Problem
Starting at the first line of the data, print every line up to and including the one with "form: point(170, 133).", but no pictures.

Task material
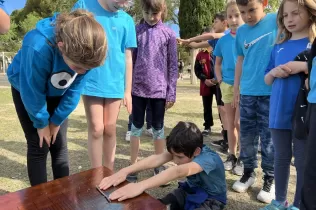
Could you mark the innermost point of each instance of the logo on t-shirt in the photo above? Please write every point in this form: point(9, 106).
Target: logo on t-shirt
point(247, 45)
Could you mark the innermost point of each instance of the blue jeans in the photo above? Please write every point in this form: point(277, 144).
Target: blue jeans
point(283, 145)
point(254, 123)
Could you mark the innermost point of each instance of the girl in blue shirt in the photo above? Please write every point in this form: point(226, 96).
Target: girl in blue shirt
point(295, 33)
point(110, 83)
point(47, 77)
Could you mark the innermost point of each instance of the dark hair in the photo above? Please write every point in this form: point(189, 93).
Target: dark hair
point(155, 6)
point(245, 2)
point(221, 16)
point(184, 138)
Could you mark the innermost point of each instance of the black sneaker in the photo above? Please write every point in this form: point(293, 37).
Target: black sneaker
point(133, 178)
point(230, 163)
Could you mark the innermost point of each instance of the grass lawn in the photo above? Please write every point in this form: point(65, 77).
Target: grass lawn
point(13, 171)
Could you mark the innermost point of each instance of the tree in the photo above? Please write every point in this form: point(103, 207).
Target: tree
point(195, 15)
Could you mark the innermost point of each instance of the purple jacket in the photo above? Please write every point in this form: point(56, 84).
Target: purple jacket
point(155, 69)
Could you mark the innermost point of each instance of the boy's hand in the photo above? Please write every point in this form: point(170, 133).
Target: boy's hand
point(209, 83)
point(128, 191)
point(127, 101)
point(53, 131)
point(278, 72)
point(236, 100)
point(169, 104)
point(44, 134)
point(113, 180)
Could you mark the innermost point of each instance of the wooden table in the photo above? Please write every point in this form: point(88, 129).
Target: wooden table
point(74, 192)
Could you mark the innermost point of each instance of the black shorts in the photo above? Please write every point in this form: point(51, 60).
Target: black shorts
point(216, 90)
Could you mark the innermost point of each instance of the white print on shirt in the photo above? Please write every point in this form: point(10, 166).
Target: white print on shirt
point(280, 50)
point(255, 41)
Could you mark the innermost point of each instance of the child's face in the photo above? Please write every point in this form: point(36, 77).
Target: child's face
point(219, 26)
point(234, 18)
point(295, 17)
point(151, 17)
point(252, 13)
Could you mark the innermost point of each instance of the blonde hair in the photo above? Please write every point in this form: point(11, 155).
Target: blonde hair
point(84, 40)
point(283, 34)
point(155, 6)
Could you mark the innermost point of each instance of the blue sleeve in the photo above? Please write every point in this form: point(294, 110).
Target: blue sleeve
point(238, 45)
point(206, 161)
point(131, 35)
point(271, 64)
point(35, 71)
point(218, 49)
point(69, 100)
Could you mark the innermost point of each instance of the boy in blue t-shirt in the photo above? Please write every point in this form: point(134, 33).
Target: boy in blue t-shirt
point(254, 43)
point(205, 187)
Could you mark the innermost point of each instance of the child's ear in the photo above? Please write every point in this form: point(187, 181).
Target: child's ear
point(265, 3)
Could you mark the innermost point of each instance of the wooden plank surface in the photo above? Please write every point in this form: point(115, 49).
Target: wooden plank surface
point(74, 192)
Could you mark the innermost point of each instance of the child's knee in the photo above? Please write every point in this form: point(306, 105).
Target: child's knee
point(136, 131)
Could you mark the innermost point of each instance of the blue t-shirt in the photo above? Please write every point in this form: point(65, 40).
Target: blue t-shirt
point(284, 90)
point(39, 71)
point(108, 81)
point(212, 178)
point(9, 6)
point(312, 84)
point(255, 44)
point(225, 49)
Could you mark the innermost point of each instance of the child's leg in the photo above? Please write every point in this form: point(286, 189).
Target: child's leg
point(36, 156)
point(308, 200)
point(94, 113)
point(299, 155)
point(59, 150)
point(111, 111)
point(158, 114)
point(267, 149)
point(231, 131)
point(207, 113)
point(282, 142)
point(139, 107)
point(149, 117)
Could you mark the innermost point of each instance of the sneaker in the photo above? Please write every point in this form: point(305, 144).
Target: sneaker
point(292, 208)
point(230, 163)
point(267, 193)
point(238, 168)
point(159, 170)
point(149, 132)
point(246, 181)
point(132, 178)
point(275, 205)
point(128, 136)
point(206, 132)
point(218, 143)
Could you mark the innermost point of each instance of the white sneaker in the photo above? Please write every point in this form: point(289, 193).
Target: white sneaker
point(246, 181)
point(239, 168)
point(267, 193)
point(149, 132)
point(128, 136)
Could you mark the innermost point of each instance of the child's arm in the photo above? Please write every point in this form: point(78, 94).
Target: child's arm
point(238, 71)
point(218, 69)
point(152, 161)
point(172, 68)
point(128, 81)
point(197, 45)
point(172, 173)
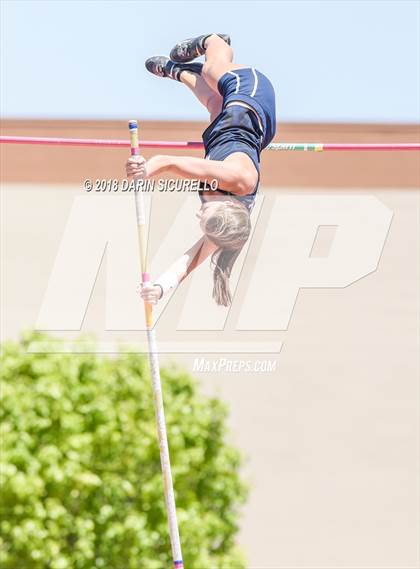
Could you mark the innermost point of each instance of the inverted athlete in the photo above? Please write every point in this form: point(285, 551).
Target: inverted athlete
point(241, 103)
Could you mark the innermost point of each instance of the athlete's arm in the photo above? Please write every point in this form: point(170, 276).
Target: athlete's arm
point(179, 270)
point(235, 174)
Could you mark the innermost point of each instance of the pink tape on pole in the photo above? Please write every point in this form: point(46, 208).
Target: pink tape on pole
point(193, 145)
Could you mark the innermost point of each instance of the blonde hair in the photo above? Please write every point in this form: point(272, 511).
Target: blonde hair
point(229, 228)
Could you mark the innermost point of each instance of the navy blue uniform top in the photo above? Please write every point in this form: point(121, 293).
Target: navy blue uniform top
point(236, 128)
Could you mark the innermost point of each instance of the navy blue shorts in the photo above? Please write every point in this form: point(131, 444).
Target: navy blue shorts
point(236, 128)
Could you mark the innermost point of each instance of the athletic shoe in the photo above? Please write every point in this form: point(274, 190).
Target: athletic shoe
point(188, 50)
point(163, 67)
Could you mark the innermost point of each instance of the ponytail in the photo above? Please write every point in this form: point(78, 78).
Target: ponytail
point(228, 228)
point(222, 261)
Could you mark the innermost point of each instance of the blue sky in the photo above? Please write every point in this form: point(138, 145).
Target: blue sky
point(329, 60)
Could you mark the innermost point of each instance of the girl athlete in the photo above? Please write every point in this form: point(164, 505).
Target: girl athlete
point(241, 103)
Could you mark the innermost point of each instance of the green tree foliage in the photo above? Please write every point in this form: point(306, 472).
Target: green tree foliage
point(81, 484)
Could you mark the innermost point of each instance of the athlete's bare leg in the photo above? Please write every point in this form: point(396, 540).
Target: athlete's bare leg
point(219, 60)
point(211, 99)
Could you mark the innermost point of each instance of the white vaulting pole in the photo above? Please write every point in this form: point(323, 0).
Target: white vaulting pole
point(154, 368)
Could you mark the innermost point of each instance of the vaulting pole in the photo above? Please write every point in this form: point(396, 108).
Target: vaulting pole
point(196, 145)
point(154, 368)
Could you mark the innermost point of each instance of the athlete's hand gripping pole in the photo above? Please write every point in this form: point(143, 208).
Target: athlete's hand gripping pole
point(154, 367)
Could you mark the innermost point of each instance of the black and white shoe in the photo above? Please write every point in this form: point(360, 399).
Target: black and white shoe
point(189, 49)
point(162, 66)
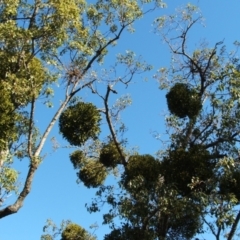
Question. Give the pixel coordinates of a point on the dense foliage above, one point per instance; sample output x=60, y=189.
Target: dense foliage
x=192, y=183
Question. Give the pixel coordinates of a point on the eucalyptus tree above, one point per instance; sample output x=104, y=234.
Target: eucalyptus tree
x=193, y=183
x=44, y=43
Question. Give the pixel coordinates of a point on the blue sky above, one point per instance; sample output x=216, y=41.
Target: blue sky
x=55, y=193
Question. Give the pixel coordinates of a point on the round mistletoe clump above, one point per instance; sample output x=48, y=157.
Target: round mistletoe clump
x=183, y=101
x=76, y=232
x=77, y=158
x=80, y=122
x=109, y=155
x=92, y=174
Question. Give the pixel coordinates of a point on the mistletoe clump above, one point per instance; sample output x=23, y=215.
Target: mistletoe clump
x=92, y=174
x=77, y=158
x=183, y=101
x=75, y=232
x=109, y=155
x=80, y=122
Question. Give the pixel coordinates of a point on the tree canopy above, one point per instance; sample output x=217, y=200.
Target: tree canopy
x=191, y=185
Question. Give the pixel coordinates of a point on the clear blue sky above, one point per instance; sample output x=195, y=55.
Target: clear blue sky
x=55, y=193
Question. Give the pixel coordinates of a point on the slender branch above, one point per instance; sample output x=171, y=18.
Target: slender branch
x=234, y=227
x=30, y=130
x=26, y=190
x=111, y=128
x=210, y=226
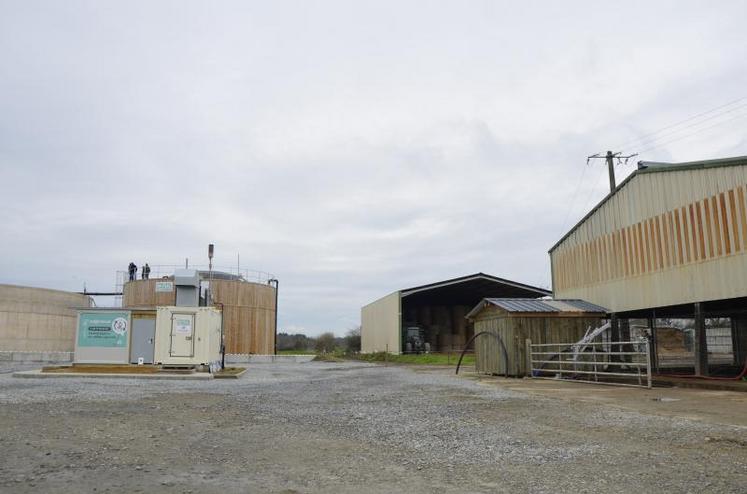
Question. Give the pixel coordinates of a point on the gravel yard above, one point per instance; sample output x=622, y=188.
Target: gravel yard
x=347, y=427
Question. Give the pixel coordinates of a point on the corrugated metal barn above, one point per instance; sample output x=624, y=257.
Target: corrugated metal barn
x=514, y=321
x=670, y=241
x=439, y=309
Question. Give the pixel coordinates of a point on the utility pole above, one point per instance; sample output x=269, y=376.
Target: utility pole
x=610, y=158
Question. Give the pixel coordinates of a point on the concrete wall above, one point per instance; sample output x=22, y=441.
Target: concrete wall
x=380, y=325
x=665, y=238
x=38, y=319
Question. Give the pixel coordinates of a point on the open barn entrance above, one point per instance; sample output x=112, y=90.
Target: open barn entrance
x=433, y=316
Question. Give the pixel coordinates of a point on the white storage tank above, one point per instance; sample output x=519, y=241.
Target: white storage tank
x=188, y=336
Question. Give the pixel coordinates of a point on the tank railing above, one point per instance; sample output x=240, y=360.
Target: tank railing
x=161, y=270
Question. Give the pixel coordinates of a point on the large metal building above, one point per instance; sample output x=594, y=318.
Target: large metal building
x=438, y=310
x=669, y=241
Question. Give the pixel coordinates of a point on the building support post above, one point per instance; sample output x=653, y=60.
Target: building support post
x=739, y=339
x=653, y=346
x=625, y=336
x=615, y=337
x=700, y=343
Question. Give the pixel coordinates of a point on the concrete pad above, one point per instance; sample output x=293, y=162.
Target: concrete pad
x=38, y=374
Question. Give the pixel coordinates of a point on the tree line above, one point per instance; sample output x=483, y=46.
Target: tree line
x=324, y=343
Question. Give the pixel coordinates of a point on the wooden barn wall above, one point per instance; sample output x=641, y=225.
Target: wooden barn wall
x=666, y=238
x=514, y=331
x=380, y=325
x=248, y=311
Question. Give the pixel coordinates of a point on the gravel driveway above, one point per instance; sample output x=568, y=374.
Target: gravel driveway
x=346, y=427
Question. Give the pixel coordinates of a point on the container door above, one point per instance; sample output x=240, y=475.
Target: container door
x=143, y=339
x=182, y=335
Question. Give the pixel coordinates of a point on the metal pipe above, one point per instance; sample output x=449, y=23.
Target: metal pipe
x=275, y=338
x=466, y=345
x=222, y=339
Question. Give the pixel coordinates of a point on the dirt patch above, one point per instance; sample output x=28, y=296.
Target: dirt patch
x=326, y=427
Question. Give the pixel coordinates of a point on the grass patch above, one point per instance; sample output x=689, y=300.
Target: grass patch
x=328, y=357
x=418, y=359
x=296, y=352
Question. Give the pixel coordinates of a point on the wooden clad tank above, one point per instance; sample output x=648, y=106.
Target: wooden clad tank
x=248, y=310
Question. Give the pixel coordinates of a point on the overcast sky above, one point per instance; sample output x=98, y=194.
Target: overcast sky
x=350, y=148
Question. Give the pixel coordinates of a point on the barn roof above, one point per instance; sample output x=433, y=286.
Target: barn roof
x=538, y=306
x=645, y=167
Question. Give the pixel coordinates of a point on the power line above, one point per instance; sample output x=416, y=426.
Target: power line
x=649, y=136
x=679, y=138
x=694, y=124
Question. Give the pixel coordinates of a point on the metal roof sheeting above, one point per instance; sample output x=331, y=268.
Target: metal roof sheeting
x=539, y=305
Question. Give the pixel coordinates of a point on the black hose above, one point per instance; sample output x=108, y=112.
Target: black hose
x=464, y=350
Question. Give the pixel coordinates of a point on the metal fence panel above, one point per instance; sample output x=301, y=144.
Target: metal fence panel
x=620, y=363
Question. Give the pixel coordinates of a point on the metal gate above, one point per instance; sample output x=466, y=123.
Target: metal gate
x=619, y=363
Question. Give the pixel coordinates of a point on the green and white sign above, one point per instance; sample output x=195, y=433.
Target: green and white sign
x=103, y=329
x=164, y=286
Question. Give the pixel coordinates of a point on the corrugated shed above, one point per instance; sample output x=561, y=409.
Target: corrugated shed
x=539, y=306
x=669, y=235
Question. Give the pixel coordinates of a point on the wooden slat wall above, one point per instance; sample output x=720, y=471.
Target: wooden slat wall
x=665, y=238
x=248, y=311
x=142, y=293
x=248, y=316
x=514, y=331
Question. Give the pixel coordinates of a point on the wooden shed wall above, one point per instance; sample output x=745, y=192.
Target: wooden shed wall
x=248, y=316
x=665, y=238
x=514, y=331
x=248, y=311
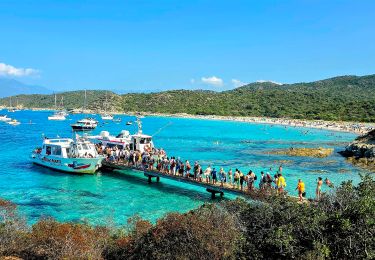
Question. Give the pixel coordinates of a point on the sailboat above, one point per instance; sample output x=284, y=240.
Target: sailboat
x=11, y=109
x=106, y=116
x=58, y=115
x=85, y=123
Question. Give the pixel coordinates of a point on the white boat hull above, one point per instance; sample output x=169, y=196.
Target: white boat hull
x=56, y=118
x=71, y=165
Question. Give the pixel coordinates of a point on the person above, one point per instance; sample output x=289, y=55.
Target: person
x=222, y=176
x=230, y=177
x=214, y=176
x=301, y=189
x=250, y=180
x=281, y=184
x=329, y=183
x=236, y=179
x=269, y=181
x=207, y=173
x=242, y=178
x=195, y=170
x=188, y=167
x=319, y=184
x=262, y=181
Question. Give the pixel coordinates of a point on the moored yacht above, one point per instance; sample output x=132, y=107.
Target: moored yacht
x=57, y=116
x=13, y=122
x=65, y=154
x=107, y=117
x=138, y=141
x=85, y=124
x=4, y=118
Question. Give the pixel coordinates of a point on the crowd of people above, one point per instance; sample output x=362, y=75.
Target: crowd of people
x=157, y=160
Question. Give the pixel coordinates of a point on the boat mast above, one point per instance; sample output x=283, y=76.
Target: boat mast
x=84, y=103
x=139, y=123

Solution
Could you mark the innermost point of each instance of the logo on t-shirt in the photo above? Please write every point in this form: point(9, 106).
Target: logo on t-shirt
point(247, 45)
Could you mark the innermost point of each instance of the blue jeans in the photo above? Please write every point in this form: point(277, 144).
Target: blue jeans
point(283, 145)
point(254, 123)
Could you mark the innermost point of each instance of the girl in blue shirt in the photo above? Please write every point in this form: point(226, 96).
Target: girl in blue shirt
point(295, 33)
point(110, 83)
point(47, 77)
Could you mark the innermost point of each instance of the dark hair in the photo above? Please write every point in this form: point(189, 93).
Target: dark hair
point(155, 6)
point(245, 2)
point(221, 16)
point(184, 138)
Could you mark the innermost point of each instance of the black sneaker in the photo above? Please write every point in this form: point(293, 37).
Target: black sneaker
point(133, 178)
point(230, 163)
Could you mark the innermost point of each instance of the grass lawn in the photo above? Please write every point in this form: point(65, 77).
Target: grass lawn
point(13, 171)
Could you mark the innermost point of each instance of the tree in the photo above? Please write every point in this form: point(103, 207).
Target: tree
point(195, 15)
Could you mark the innermost point of each instance of the purple jacket in the photo above? Please write every point in this form: point(56, 84).
Target: purple jacket
point(155, 69)
Could you mark the innermost point of each instance of the boy's hand in the photo above? Please write every point in this form: point(170, 133).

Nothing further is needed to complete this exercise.